* _PROBLEM STATEMENT_
Render every line of the records below as a JSON list of strings, with one string for each line and no entries for blank lines.

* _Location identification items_
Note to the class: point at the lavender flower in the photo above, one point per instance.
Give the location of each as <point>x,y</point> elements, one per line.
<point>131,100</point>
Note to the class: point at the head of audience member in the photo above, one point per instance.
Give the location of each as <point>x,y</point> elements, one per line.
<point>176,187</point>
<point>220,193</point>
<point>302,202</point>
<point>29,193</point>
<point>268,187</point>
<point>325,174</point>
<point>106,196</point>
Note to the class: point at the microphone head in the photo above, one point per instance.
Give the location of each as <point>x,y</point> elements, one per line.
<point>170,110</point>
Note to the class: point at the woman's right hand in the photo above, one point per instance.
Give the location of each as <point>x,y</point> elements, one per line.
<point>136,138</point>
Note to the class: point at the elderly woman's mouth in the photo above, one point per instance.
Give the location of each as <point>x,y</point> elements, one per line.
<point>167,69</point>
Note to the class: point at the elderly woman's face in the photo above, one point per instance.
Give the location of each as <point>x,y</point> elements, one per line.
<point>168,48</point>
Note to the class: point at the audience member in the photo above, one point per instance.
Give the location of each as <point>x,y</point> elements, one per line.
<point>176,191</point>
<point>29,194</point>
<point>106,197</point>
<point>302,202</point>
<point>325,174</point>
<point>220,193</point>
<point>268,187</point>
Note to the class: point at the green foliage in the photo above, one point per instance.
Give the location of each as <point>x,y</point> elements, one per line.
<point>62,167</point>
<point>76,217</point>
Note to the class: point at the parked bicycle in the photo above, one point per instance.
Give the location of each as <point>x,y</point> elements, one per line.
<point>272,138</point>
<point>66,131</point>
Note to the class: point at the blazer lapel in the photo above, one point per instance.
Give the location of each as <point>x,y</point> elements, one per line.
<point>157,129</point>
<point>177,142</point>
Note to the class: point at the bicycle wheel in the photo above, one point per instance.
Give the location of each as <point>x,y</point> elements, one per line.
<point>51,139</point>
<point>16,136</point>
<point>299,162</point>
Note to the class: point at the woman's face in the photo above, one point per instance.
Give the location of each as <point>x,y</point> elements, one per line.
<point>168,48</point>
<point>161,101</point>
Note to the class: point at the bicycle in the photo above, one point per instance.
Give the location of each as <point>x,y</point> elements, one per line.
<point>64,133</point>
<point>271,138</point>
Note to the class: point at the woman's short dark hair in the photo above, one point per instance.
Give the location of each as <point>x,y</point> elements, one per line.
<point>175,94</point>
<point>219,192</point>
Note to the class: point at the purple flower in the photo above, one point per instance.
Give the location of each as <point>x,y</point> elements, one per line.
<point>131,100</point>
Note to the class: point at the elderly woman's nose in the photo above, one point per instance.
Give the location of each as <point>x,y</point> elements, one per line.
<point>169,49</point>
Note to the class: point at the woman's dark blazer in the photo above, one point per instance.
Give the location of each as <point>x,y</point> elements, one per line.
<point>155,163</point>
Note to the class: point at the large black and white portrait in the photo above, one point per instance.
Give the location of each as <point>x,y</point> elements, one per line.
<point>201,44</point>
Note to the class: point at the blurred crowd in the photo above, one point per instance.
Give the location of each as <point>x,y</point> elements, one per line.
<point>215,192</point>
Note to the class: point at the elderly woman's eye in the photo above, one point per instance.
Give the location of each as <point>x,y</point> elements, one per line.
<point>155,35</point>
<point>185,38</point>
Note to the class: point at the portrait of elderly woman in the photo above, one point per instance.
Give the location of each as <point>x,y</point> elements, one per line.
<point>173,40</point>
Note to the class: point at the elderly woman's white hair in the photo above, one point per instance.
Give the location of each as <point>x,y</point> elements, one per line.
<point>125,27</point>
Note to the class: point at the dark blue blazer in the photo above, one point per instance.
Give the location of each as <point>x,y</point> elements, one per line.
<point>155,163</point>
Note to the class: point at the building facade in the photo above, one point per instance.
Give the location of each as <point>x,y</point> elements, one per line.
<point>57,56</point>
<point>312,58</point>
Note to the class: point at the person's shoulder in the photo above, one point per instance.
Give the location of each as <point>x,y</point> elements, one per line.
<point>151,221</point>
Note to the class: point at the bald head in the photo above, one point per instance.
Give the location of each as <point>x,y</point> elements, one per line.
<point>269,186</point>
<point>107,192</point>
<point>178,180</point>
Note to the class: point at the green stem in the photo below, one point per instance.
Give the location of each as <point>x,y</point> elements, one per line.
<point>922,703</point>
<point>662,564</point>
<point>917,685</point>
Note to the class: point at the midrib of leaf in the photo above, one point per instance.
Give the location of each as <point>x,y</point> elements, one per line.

* _WRITTEN SOLUTION_
[
  "Note to the class: point at the lavender flower in the photo above, one point per instance.",
  "Give the location of each as <point>x,y</point> elements, one per line.",
  "<point>131,100</point>",
  "Note to the class: point at the head of audience member in the photo above, one point per instance.",
  "Give the location of each as <point>x,y</point> elements, one per line.",
  "<point>176,187</point>",
  "<point>220,193</point>",
  "<point>302,202</point>",
  "<point>29,193</point>",
  "<point>268,187</point>",
  "<point>325,174</point>",
  "<point>106,196</point>",
  "Note to the class: point at the microphone head in the photo above, one point per instance.",
  "Give the location of each as <point>x,y</point> elements, one per line.",
  "<point>170,110</point>",
  "Note to the class: point at the woman's right hand in the photo above, one point per instance.",
  "Give the location of each as <point>x,y</point> elements, one per line.",
  "<point>136,138</point>",
  "Note to the class: point at the elderly woman's mouth in the photo above, one point per instance.",
  "Give the location of each as <point>x,y</point> elements, one per line.",
  "<point>167,69</point>",
  "Note to the class: point at the elderly woman's face in the photo above, one point per instance.",
  "Give the location of each as <point>x,y</point> elements, one per line.",
  "<point>168,48</point>",
  "Note to the class: point at the audience member in the photo above, one point per instance.",
  "Give the location of each as <point>x,y</point> elements, one per line.",
  "<point>176,191</point>",
  "<point>29,194</point>",
  "<point>106,197</point>",
  "<point>302,202</point>",
  "<point>325,174</point>",
  "<point>220,193</point>",
  "<point>268,187</point>",
  "Note to the class: point at the green foliage in the photo above, one point per instance.",
  "Give the location of each as <point>x,y</point> elements, one per line.",
  "<point>62,167</point>",
  "<point>76,217</point>",
  "Note to the class: point at the parked bicycle in the photo above, one point per instance.",
  "Give the location of each as <point>x,y</point> elements, one per line.",
  "<point>272,138</point>",
  "<point>66,131</point>",
  "Note to the class: point at the blazer lapel in the photo above, one point per instance.",
  "Give the location of each as <point>x,y</point> elements, one per line.",
  "<point>157,129</point>",
  "<point>177,142</point>",
  "Note to the class: point at the bicycle wheel in the photo above, one point per instance.",
  "Give the location of each as <point>x,y</point> elements, one per line.",
  "<point>51,139</point>",
  "<point>16,136</point>",
  "<point>299,162</point>",
  "Note to the class: point at the woman's face in the photo above, one point per instance.",
  "Give the location of each as <point>x,y</point> elements, one per line.",
  "<point>168,48</point>",
  "<point>161,101</point>",
  "Note to the class: point at the bicycle in the photo above, one point per instance.",
  "Give the location of each as <point>x,y</point> elements, one per line.",
  "<point>64,133</point>",
  "<point>271,138</point>",
  "Note to the class: point at the woman's short dark hair in the photo above, one point per instance.",
  "Give the location of each as <point>x,y</point> elements, one per line.",
  "<point>175,94</point>",
  "<point>219,192</point>",
  "Note to the class: point at the purple flower in the photo above, one point per instance.",
  "Give the location of each as <point>x,y</point> elements, one per line.",
  "<point>131,100</point>",
  "Note to the class: point at the elderly woman's nose in the photo above, one point per instance.",
  "Give the location of each as <point>x,y</point> elements, one per line.",
  "<point>169,49</point>",
  "Note to the class: point at the woman's dark blazer in the photo above, one point per instance.",
  "Give the location of each as <point>x,y</point> elements, one per line.",
  "<point>155,163</point>",
  "Note to the class: point at the large black and white portrait in the photo above, one point per instance.",
  "Give the location of each as <point>x,y</point> elements, one per line.",
  "<point>201,44</point>",
  "Note to the class: point at the blurred crowd in the photo above, one point per instance.",
  "Give the location of each as <point>x,y</point> elements, one per line.",
  "<point>215,192</point>",
  "Note to the class: point at the elderly woman's eye in the photo above, one point per instance.",
  "Give the location of each as <point>x,y</point> elements, one per line.",
  "<point>155,35</point>",
  "<point>185,38</point>",
  "Note to the class: point at the portrait of elderly woman in the photo above, one point per instance.",
  "Give the location of each as <point>x,y</point> elements, one per line.",
  "<point>173,40</point>",
  "Note to the class: point at the elderly woman's white hair in the photo above, one point per instance.",
  "Give the location of each as <point>x,y</point> elements, one per line.",
  "<point>125,27</point>",
  "Note to the class: point at the dark blue blazer in the photo above, one point per instance.",
  "Give the location of each as <point>x,y</point> elements, one per line.",
  "<point>155,163</point>",
  "Note to the class: point at the building facade in the photo above, one point per instance.",
  "Give the location of each as <point>x,y</point> elements, one per line.",
  "<point>57,56</point>",
  "<point>312,58</point>",
  "Note to the class: point at the person's shoulder in the photo above, one point per instance.",
  "Give the location of each as <point>x,y</point> elements, one per line.",
  "<point>151,221</point>",
  "Note to the class: point at the bald head in the photo above, one point per instance.",
  "Give the location of each as <point>x,y</point> elements, one per line.",
  "<point>269,186</point>",
  "<point>107,192</point>",
  "<point>178,180</point>",
  "Note to the class: point at the green stem in the photo below, one point per instance.",
  "Give the location of each as <point>x,y</point> elements, one per line.",
  "<point>922,703</point>",
  "<point>662,564</point>",
  "<point>917,685</point>",
  "Note to the class: point at the midrib of leaf in the photo above, one point per instance.",
  "Give the location of each as <point>x,y</point> elements, one per line."
]